#### Required work:
1 > In the text on authenticating to Google Cloud from a GitHub workflow, translate this sentence into French: "Option three is a security risk, as the JSON file never expires."
2 > Carry on the text about authenticating to Google Cloud from a GitHub workflow, starting right after its last sentence.
[begin Extracted text]
NAME: minimal-cluster
LOCATION: europe-west9
MASTER_VERSION: 1.30.6-gke.1125000
MASTER_IP: 34.163.89.138
MACHINE_TYPE: e2-micro
NODE_VERSION: 1.30.6-gke.1125000
NUM_NODES: 1
STATUS: RUNNING

real    5m21.822s
user    0m3.434s
sys     0m0.224s

Astute readers may have noticed that I used the Linux time command to wrap the cluster instance creation. For experimentation purposes, I ran the command several times. The time it takes to create a cluster ranges from 5 to 7 minutes.

We could create the cluster from within the GitHub workflow, but please bear with me and keep this duration in mind. Now that we created the cluster, we need to use it from within the GitHub workflow: it requires setting up authentication.

Authenticate on Google Cloud from a GitHub workflow

We must interact with the GKE instance to at least install our app. Since we are inside a GitHub workflow, we will need to authenticate. Fortunately, the google-github-actions/auth GitHub Action can help us:

This GitHub Action authenticates to Google Cloud. It supports authentication via a Google Cloud Service Account Key JSON and authentication via Workload Identity Federation.

-- google-github-actions/auth README

The action offers three authentication alternatives:

Direct Workload Identity Federation

In this setup, the Workload Identity Pool has direct IAM permissions on Google Cloud resources; there are no intermediate service accounts or keys. This is preferred since it directly authenticates GitHub Actions to Google Cloud without a proxy resource.
Workload Identity Federation through a Service Account

In this setup, the Workload Identity Pool impersonates a Google Cloud Service Account which has IAM permissions on Google Cloud resources. This exchanges the GitHub Actions OIDC token with a Google Cloud OAuth 2.0 access token by granting GitHub Actions permissions to mint tokens for the given Service Account. Thus GitHub Actions inherits that Service Account's permissions by proxy.
Service Account Key JSON

In this setup, a Service Account has direct IAM permissions on Google Cloud resources. You download a Service Account Key JSON file and upload it to GitHub as a secret.

The authors tag option one as preferred; however, the returning token has a maximum lifetime of 10 minutes. It might be too close to the limit for some workflows. Option three is a security risk, as the JSON file never expires. Because of this, I chose the second option, which I already advocated for in the past.

Configuring the GKE instance with a Service Account and a Workload Identity Pool is a process that requires a couple of different objects to create. Since it can help me in the future, I wrote it for reference. If you're familiar with it, feel free to skip it.
[end Extracted text]
[begin Data section]
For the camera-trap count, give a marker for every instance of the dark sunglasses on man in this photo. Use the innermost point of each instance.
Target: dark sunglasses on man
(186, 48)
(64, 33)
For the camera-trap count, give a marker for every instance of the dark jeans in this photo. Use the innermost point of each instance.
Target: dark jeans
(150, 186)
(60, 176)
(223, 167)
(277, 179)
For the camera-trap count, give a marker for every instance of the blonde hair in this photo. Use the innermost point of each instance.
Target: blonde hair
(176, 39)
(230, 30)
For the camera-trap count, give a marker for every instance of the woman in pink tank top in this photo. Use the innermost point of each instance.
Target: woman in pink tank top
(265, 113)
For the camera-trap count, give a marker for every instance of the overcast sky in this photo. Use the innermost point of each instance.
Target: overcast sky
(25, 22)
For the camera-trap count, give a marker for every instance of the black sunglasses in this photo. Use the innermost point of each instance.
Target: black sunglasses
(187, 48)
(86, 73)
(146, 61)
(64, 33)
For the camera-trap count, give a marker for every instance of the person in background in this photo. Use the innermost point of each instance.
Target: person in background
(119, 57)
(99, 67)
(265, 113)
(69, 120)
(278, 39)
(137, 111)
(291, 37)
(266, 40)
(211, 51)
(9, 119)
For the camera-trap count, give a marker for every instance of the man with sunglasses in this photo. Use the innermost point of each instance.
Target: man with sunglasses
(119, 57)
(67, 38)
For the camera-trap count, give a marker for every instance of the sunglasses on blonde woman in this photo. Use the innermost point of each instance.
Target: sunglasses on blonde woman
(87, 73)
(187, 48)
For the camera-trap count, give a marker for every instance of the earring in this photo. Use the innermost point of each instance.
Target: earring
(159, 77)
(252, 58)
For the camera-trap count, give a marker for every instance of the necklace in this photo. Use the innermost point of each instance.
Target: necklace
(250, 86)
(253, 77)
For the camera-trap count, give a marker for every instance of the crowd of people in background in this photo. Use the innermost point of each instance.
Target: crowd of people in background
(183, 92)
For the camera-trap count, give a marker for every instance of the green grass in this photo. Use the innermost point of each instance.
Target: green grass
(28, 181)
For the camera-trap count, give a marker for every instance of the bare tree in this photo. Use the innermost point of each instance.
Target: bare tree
[end Data section]
#### Answers given:
1 > L'option trois présente un risque de sécurité, car le fichier JSON n'expire jamais.

2 >
Here are the steps:

If you haven't done it yet, enable the Credentials API.

gcloud services enable iam.googleapis.com iamcredentials.googleapis.com

Operation "operations/acat.p2-49535911505-796bcf79-a23b-48eb-8b1a-43209e57fe63" finished successfully.

Create the Service Account.

gcloud iam service-accounts create github-actions --display-name "GitHub Actions Service Account"

Created service account [github-actions].

Give the SA the required role(s).

gcloud projects add-iam-policy-binding vcluster-pipeline \
  --member "serviceAccount:[email protected]" \
  --role "roles/editor"

Updated IAM policy for project [vcluster-pipeline].
bindings:
- members:
  - serviceAccount:[email protected]
  role: roles/editor
- members:
  - user:[email protected]
  role: roles/owner
etag: BwYobXrNz_w=
version: 1

Create a Workload Identity Pool to use by the GitHub Action.

gcloud iam workload-identity-pools create "github-actions" \
  --project="vcluster-pipeline" \
  --display-name="GitHub Actions Pool"

Created workload identity pool [github-actions].

Create the associated Workload Identity Pool Provider.

gcloud iam workload-identity-pools providers create-oidc "github-provider" \
  --project="vcluster-pipeline" \
  --workload-identity-pool="github-actions" \
  --display-name="GitHub Provider" \
  --attribute-mapping="google.subject=assertion.sub,attribute.actor=assertion.actor,attribute.repository_owner=assertion.repository_owner,attribute.repository=assertion.repository" \
  --issuer-uri="https://token.actions.githubusercontent.com" \
  --attribute-condition="assertion.repository_owner == 'ajavageek'"           #a

Previously, a condition wasn't necessary, but it is now. Here, the condition asserts that the request must come from a repository that belongs to ajavageek.

Created workload identity pool provider [github-provider].

Finally, bind the previously created SA to the WIP.

gcloud iam service-accounts add-iam-policy-binding \
  "[email protected]" \
  --project="vcluster-pipeline" \
  --role="roles/iam.workloadIdentityUser" \
  --member="principalSet://iam.googleapis.com/projects/49535911505/locations/global/workloadIdentityPools/github-actions/*"

Updated IAM policy for serviceAccount [[email protected]].
bindings:
- members:
  - principalSet://iam.googleapis.com/projects/49535911505/locations/global/workloadIdentityPools/github-actions/*
  role: roles/iam.workloadIdentityUser
etag: BwYobaJgpTw=
version: 1

We can now manage the vcluster-pipeline Cloud project from a GitHub workflow hosted on any repository that belongs to ajavageek by impersonating the github-actions SA. Let's configure the GitHub workflow to make use of it.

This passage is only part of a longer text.